Every record below is to be reproduced exactly.

Excerpted data.
=== Section Start ===
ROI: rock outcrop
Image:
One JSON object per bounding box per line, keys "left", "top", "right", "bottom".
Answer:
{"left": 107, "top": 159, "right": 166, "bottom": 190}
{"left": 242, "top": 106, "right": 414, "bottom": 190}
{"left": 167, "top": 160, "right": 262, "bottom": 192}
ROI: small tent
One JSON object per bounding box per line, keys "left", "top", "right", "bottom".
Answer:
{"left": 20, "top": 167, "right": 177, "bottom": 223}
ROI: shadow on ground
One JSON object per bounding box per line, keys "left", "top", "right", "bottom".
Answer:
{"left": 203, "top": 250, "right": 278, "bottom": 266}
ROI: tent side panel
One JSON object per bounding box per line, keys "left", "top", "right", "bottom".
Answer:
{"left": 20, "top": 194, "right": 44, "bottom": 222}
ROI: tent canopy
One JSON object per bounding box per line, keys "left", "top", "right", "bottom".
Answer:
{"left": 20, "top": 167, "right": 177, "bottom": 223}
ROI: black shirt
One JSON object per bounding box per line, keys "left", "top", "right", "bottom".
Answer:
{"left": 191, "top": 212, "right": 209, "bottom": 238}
=== Section End ===
Your response.
ROI: rock outcrop
Image:
One JSON object per bounding box per line, keys "left", "top", "right", "bottom".
Answer:
{"left": 107, "top": 159, "right": 166, "bottom": 190}
{"left": 242, "top": 106, "right": 414, "bottom": 190}
{"left": 167, "top": 160, "right": 262, "bottom": 192}
ROI: small tent
One JSON object per bounding box per line, keys "left", "top", "right", "bottom".
Answer:
{"left": 20, "top": 167, "right": 177, "bottom": 223}
ROI: shadow on ground
One JSON object per bounding box per line, keys "left", "top", "right", "bottom".
Answer:
{"left": 203, "top": 250, "right": 278, "bottom": 266}
ROI: tent side panel
One JSON object per bounding box per line, keys "left", "top", "right", "bottom".
Answer:
{"left": 20, "top": 194, "right": 44, "bottom": 222}
ROI: tent canopy
One JSON object per bounding box per line, keys "left", "top", "right", "bottom".
Answer:
{"left": 20, "top": 167, "right": 177, "bottom": 223}
ROI: black shirt
One JSON object per bounding box per line, keys "left", "top", "right", "bottom".
Answer:
{"left": 191, "top": 212, "right": 209, "bottom": 238}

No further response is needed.